Directions for this task →
Print out the material below word for word, keeping every line unchanged.

-- Data for processing start --

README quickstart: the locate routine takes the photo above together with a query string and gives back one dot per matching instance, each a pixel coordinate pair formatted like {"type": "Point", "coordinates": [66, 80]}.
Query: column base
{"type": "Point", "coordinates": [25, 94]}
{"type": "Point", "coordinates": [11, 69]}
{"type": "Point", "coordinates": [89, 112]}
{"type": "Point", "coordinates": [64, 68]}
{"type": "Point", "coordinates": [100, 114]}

-- Data for processing end --

Answer to the task →
README quickstart: the locate routine takes the photo above together with a query string and gives back one dot per matching instance, each a pixel coordinate pair formatted like {"type": "Point", "coordinates": [66, 80]}.
Query: column base
{"type": "Point", "coordinates": [25, 94]}
{"type": "Point", "coordinates": [11, 69]}
{"type": "Point", "coordinates": [89, 112]}
{"type": "Point", "coordinates": [64, 68]}
{"type": "Point", "coordinates": [100, 114]}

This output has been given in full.